### [What to produce]
From the case summary, output the passage verbatim starting with "While the Termination" and going on through "individual notice provision).".

### [Text section]
— BEGIN —

In its recent decision, Forbes v. Glenmore Printing Ltd.,2023 BCSC 25 ("Glenmore"), the Supreme Court of British Columbia rejected an argument that a contractual termination provision was void due to its potential to breach the requirements of the Employment Standards Act's (the "ESA") group termination provision.

Background – Enforceability of Termination Provisions

At common law, it is a well-established principle that all contracts of indefinite employment are subject to an implied term that they may only be terminated by providing the employee with reasonable notice. This presumption can be rebutted by contractual language that imposes an express and enforceable limitation on the termination entitlements. However, if the contractual provision does not comply with the ESA minimum requirements for individual notice or has the potential of not meeting such requirements, the provision will be found void (Shore v. Ladner Downs, 1998 CanLII 5755 (BCCA) at para. 16).

In Glenmore, the employee, Ross Forbes, was constructively dismissed after 6 years of employment. The only issue before the Court was the amount Forbes was entitled to as a result of the dismissal. Forbes had a written employment agreement that included the following termination provision:

Glenmore Printing may terminate this Agreement by giving the Employee,

(a) After the first three months of continuous employment, one week's notice or wages,

(b) After the first year of continuous employment, two weeks' notice or wages, and

(c) After three consecutive years of employment three weeks' notice or wages, plus one additional week's notice or wages for each additional year of employment to a maximum of eight weeks' notice or wages

(the "Termination Provision").

While the Termination Provision complied with the ESA's minimum individual notice requirements, Forbes argued that it was nonetheless void because the 8-week maximum individual notice entitlement violated the minimum statutory notice requirements in the event of a group termination as set out in section 64 of the ESA. Section 64 of the ESA provides that if an employer terminates 50 or more employees at a single location within any 2-month period, each employee is entitled to between 8 and 16 weeks of notice of such termination or pay in lieu, depending on the number of employees affected. Such notice or pay in lieu is in addition to any notice an employee is entitled to pursuant to section 63 (the individual notice provision).

Although Forbes was not part of a group termination and therefore not entitled to any additional notice, he argued that the Termination Provision's theoretical contravention of the minimum requirements of section 64 rendered it void and that he was entitled to reasonable notice at common law (which the parties agreed was 8 months).

Decision

The Court dismissed Forbes' claim, finding that a contractual termination provision only needed to meet the minimum individual notice requirements (rather than both the individual and group notice requirements) to oust the common law entitlement to reasonable notice.

The Court also confirmed that it will not imply that the parties agreed to breach the ESA in the absence of an express term to that effect and, accordingly, because the Termination Provision did not expressly exclude the statutory notice requirements on a group termination, there was no breach of the ESA. Specifically, the Court found where a contract is silent with respect to any other statutory entitlement that may be triggered upon the termination of employment, the employer remained bound to comply with such statutory obligations. In coming to this conclusion, the Court referenced the Ontario Court of Appeal's decision in Nemeth v. Hatch Ltd.,2018 ONCA 7, which rejected an argument that a termination clause's silence on statutory severance pay denotes an intention to contract out of employment standards legislation.

— END —

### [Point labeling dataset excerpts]
— BEGIN —

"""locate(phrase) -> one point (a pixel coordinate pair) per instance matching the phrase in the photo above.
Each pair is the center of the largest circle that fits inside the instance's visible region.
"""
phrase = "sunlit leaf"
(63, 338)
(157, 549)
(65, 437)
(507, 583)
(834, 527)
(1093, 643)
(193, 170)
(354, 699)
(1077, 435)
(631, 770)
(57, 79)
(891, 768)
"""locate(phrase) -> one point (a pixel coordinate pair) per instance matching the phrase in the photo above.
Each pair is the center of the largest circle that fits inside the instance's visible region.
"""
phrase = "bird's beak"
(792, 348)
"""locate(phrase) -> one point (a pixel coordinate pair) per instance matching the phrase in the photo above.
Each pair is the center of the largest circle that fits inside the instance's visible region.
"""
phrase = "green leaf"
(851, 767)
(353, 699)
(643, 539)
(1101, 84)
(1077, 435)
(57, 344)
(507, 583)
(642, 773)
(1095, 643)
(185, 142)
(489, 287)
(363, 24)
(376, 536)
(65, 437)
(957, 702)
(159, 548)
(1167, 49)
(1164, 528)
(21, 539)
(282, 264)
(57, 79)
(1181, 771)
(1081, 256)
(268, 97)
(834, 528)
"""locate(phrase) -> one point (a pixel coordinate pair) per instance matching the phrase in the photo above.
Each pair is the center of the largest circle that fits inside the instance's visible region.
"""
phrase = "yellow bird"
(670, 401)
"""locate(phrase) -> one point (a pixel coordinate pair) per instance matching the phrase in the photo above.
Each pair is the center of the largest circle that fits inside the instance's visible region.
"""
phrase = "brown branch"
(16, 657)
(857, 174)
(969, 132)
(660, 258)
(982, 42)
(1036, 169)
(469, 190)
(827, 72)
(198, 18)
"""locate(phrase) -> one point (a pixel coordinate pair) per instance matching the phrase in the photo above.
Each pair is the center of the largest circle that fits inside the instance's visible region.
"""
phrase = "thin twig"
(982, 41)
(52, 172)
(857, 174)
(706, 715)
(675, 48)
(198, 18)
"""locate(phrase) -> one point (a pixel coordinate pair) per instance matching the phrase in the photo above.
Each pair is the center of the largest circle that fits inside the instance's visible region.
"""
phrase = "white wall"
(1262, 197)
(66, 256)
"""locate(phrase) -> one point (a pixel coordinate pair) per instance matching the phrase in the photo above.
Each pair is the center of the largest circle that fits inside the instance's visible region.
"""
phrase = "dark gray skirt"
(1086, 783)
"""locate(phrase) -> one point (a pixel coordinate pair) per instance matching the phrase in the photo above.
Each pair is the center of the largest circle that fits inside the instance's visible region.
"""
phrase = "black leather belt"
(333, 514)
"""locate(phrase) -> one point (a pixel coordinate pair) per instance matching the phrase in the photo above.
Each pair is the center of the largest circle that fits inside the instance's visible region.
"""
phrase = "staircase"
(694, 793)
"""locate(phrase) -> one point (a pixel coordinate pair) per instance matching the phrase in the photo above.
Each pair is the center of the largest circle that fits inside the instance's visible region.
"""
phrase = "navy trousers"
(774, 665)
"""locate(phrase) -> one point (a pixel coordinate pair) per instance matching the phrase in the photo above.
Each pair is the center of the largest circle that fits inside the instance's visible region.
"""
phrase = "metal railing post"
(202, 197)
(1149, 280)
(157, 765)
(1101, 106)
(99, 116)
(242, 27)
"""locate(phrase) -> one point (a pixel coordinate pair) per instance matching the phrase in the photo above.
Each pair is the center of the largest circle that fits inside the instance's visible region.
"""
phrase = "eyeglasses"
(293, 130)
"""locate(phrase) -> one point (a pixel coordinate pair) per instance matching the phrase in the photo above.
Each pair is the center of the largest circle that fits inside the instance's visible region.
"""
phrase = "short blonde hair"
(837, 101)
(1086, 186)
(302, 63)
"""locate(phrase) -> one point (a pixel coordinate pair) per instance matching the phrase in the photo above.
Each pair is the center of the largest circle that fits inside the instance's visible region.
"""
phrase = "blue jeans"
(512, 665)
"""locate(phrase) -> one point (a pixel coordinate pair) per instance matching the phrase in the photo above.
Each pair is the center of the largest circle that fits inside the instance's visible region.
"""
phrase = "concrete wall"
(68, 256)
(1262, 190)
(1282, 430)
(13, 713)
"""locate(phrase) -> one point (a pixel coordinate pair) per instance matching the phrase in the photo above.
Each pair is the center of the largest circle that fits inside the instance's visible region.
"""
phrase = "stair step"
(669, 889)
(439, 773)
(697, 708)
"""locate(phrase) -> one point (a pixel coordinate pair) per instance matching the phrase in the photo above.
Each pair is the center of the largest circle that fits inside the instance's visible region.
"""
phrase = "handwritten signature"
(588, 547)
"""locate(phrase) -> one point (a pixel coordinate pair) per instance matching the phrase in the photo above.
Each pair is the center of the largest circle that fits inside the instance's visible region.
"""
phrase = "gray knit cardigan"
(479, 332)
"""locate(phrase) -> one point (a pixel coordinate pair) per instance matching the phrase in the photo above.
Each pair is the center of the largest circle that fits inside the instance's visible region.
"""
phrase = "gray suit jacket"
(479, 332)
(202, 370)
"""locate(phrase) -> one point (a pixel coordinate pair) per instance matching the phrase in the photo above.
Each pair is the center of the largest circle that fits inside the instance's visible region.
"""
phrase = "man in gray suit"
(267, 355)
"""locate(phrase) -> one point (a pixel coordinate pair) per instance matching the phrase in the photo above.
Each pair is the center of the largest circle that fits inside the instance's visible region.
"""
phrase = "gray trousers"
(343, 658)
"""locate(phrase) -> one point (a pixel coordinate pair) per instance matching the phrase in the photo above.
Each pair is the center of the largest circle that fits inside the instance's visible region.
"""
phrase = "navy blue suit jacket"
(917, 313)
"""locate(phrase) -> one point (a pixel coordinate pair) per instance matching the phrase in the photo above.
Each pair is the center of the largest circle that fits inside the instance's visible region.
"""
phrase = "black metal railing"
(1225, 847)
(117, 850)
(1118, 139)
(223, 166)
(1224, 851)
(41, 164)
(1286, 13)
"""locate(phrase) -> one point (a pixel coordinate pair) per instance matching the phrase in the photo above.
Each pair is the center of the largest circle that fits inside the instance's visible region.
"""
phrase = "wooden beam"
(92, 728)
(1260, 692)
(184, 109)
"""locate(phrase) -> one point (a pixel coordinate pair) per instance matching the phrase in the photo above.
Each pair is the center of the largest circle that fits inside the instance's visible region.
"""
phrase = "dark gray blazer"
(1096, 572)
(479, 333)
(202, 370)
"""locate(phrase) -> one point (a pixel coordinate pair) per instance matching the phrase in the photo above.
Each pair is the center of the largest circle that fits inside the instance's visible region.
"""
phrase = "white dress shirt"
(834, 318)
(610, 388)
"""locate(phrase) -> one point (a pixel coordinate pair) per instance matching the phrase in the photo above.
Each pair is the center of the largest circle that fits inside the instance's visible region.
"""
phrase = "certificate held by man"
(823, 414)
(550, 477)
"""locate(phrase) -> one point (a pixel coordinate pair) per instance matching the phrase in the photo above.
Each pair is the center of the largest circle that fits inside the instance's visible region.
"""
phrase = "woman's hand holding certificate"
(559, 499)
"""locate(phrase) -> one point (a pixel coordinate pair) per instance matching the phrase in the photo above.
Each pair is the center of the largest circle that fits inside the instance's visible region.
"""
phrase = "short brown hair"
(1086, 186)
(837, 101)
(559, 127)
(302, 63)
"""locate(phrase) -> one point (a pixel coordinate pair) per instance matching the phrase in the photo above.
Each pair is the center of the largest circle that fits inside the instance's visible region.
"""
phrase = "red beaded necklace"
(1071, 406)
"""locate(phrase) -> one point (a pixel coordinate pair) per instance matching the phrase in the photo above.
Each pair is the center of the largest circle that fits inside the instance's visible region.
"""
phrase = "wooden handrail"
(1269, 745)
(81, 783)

— END —

### [Task solution]
While the Termination Provision complied with the ESA's minimum individual notice requirements, Forbes argued that it was nonetheless void because the 8-week maximum individual notice entitlement violated the minimum statutory notice requirements in the event of a group termination as set out in section 64 of the ESA. Section 64 of the ESA provides that if an employer terminates 50 or more employees at a single location within any 2-month period, each employee is entitled to between 8 and 16 weeks of notice of such termination or pay in lieu, depending on the number of employees affected. Such notice or pay in lieu is in addition to any notice an employee is entitled to pursuant to section 63 (the individual notice provision).